**Set task:** The records below are to be repeated in full, exactly as they are.

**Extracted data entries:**
>> START

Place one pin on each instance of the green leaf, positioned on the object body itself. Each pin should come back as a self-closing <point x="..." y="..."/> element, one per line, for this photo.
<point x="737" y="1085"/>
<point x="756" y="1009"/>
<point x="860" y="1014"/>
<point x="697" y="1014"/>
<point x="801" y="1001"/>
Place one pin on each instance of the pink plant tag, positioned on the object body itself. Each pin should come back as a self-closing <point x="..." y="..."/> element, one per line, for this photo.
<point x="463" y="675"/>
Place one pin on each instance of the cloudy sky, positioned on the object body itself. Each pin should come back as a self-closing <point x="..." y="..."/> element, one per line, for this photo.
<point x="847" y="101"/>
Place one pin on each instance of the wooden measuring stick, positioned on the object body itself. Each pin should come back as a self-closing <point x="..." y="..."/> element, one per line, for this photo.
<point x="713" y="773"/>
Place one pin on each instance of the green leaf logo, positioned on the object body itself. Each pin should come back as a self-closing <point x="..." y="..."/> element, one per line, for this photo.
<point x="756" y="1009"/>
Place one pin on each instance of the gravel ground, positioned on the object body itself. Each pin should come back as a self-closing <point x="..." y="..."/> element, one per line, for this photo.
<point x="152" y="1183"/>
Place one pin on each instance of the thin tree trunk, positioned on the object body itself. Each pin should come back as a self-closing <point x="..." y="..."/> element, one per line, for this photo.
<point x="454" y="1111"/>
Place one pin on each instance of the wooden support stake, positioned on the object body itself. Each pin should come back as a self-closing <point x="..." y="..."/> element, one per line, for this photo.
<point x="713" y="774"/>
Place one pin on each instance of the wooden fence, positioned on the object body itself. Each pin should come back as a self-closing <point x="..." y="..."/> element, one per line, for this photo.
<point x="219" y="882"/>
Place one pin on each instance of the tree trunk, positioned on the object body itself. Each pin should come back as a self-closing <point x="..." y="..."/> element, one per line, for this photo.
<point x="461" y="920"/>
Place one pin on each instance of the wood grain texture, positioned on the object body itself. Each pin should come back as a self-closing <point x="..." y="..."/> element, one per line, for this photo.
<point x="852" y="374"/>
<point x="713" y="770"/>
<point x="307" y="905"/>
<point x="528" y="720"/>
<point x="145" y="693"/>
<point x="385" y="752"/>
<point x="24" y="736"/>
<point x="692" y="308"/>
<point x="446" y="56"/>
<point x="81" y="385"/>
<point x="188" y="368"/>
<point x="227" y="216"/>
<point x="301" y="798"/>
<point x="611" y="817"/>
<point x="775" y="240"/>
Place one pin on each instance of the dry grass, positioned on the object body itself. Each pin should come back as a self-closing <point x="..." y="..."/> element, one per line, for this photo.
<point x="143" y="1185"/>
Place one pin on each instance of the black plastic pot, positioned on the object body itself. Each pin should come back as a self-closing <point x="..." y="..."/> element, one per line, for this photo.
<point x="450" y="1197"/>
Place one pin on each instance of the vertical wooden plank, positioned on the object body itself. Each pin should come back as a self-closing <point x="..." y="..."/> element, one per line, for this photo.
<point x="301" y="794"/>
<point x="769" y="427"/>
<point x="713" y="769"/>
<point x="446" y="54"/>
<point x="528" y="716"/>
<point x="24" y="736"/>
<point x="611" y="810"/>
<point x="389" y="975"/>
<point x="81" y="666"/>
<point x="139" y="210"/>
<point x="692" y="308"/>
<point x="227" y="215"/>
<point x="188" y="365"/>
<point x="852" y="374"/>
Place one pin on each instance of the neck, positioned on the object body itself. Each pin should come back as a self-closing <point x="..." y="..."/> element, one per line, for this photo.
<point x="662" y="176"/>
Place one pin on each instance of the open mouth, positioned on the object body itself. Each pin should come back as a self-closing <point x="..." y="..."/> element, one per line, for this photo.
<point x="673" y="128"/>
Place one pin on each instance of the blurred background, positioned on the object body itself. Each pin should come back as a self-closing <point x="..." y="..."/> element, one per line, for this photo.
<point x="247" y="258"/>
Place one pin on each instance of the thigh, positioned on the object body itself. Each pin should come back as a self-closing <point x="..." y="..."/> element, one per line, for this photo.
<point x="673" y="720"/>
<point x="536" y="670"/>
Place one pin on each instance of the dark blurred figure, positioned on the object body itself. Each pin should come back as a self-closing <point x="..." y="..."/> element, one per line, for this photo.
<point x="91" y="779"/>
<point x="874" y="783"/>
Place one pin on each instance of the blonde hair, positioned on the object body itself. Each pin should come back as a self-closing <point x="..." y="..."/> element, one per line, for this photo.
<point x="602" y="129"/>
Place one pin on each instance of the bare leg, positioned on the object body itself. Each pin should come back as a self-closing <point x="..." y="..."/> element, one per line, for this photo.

>> END

**Output of the task:**
Place one pin on each instance of the green leaf, positioned on the object body itself. Each pin should come back as a self-closing <point x="..." y="..."/> element, one per line, for this photo.
<point x="737" y="1085"/>
<point x="756" y="1009"/>
<point x="860" y="1014"/>
<point x="697" y="1014"/>
<point x="801" y="1001"/>
Place one pin on each instance of the pink plant tag, positioned on the object body itself. Each pin should come back as a self-closing <point x="..." y="..."/> element, one per line, for this photo.
<point x="463" y="675"/>
Place one pin on each instance of the cloudy sky, positioned on the object body itself. Each pin should come back as a self-closing <point x="..." y="..."/> element, one per line, for this photo.
<point x="847" y="101"/>
Place one pin on each instance of the wooden measuring stick, positioned on the object body itself. Each pin should come back as a self-closing <point x="..." y="..."/> element, one per line, for this photo.
<point x="713" y="773"/>
Place one pin on each instance of the green leaf logo, positioned on the object body itself. Each pin should come back as a self-closing <point x="..." y="..."/> element, one per line, for this photo.
<point x="756" y="1009"/>
Place one pin on each instance of the gravel ground, positioned on the object body itself. Each pin should come back as a self-closing <point x="..." y="..."/> element, one per line, for this photo.
<point x="152" y="1183"/>
Place one pin on each instance of the thin tree trunk, positioned on the object body itself. Each pin should come back as a self-closing <point x="..." y="..."/> element, one per line, for this photo.
<point x="454" y="1111"/>
Place one pin on each instance of the wooden support stake, positioned on the object body itself. Each pin should come back as a self-closing <point x="..." y="..."/> element, one per line, for this photo.
<point x="713" y="774"/>
Place one pin on each instance of the wooden fence, positioned on the object body itself. Each pin should come back as a self-closing <point x="..." y="..."/> element, one per line, for this photo.
<point x="219" y="882"/>
Place one pin on each instance of the tree trunk, positioned on the object body itself. Each pin should come back as a self-closing <point x="..." y="..."/> element, one per line, for this photo.
<point x="461" y="920"/>
Place one pin on each instance of the wood grain texture, positioned on the object body itself. Each pin should come back as a self-closing <point x="..." y="..."/> element, one per line, for this photo.
<point x="852" y="374"/>
<point x="713" y="770"/>
<point x="307" y="905"/>
<point x="528" y="720"/>
<point x="145" y="693"/>
<point x="385" y="752"/>
<point x="24" y="736"/>
<point x="692" y="308"/>
<point x="446" y="56"/>
<point x="81" y="385"/>
<point x="188" y="368"/>
<point x="227" y="216"/>
<point x="301" y="798"/>
<point x="611" y="817"/>
<point x="775" y="240"/>
Place one pin on each instance of the dry grass, positioned on the object body itself. Each pin should come back as a self-closing <point x="..." y="..."/> element, one per line, for this photo.
<point x="143" y="1185"/>
Place one pin on each instance of the black plastic pot, positioned on the object body itself. Each pin should come back as a self-closing <point x="..." y="..."/> element, one per line, for this photo.
<point x="450" y="1197"/>
Place one pin on each instance of the vertical wooden plank, positioned on the object body itself. Each pin should come back as a self-closing <point x="..." y="..."/> element, one per line, for this photo.
<point x="301" y="794"/>
<point x="769" y="427"/>
<point x="713" y="769"/>
<point x="446" y="54"/>
<point x="528" y="716"/>
<point x="24" y="736"/>
<point x="611" y="810"/>
<point x="389" y="975"/>
<point x="81" y="666"/>
<point x="139" y="210"/>
<point x="692" y="308"/>
<point x="227" y="215"/>
<point x="188" y="365"/>
<point x="852" y="374"/>
Place one pin on each instance of the neck, positioned on the object body itself. Each pin should come back as a self-closing <point x="..." y="..."/> element, one per line, for this photo.
<point x="662" y="176"/>
Place one pin on each instance of the open mouth, positioned on the object body itself. Each pin should come back as a self-closing <point x="..." y="..."/> element, one per line, for this photo.
<point x="673" y="128"/>
Place one pin on each instance of the blurred background, positioned on the object body itself. Each pin should come back as a self-closing <point x="..." y="..."/> element, one per line, for this photo.
<point x="247" y="258"/>
Place one pin on each instance of the thigh, positioned on the object body itself. Each pin should come back as a self-closing <point x="..." y="..."/> element, one per line, for this photo.
<point x="673" y="720"/>
<point x="536" y="670"/>
Place one pin on each instance of the dark blurred figure, positioned on the object body itself. Each pin should come back as a self-closing <point x="..." y="..."/> element, one per line, for this photo.
<point x="91" y="779"/>
<point x="874" y="783"/>
Place one pin on each instance of the blonde hair, positioned on the object body itself. Each pin should come back as a self-closing <point x="..." y="..."/> element, one per line, for this photo.
<point x="602" y="129"/>
Place one pin on each instance of the bare leg, positioned on the object body itself. Each pin should come back as a self-closing <point x="..." y="..."/> element, one per line, for this photo.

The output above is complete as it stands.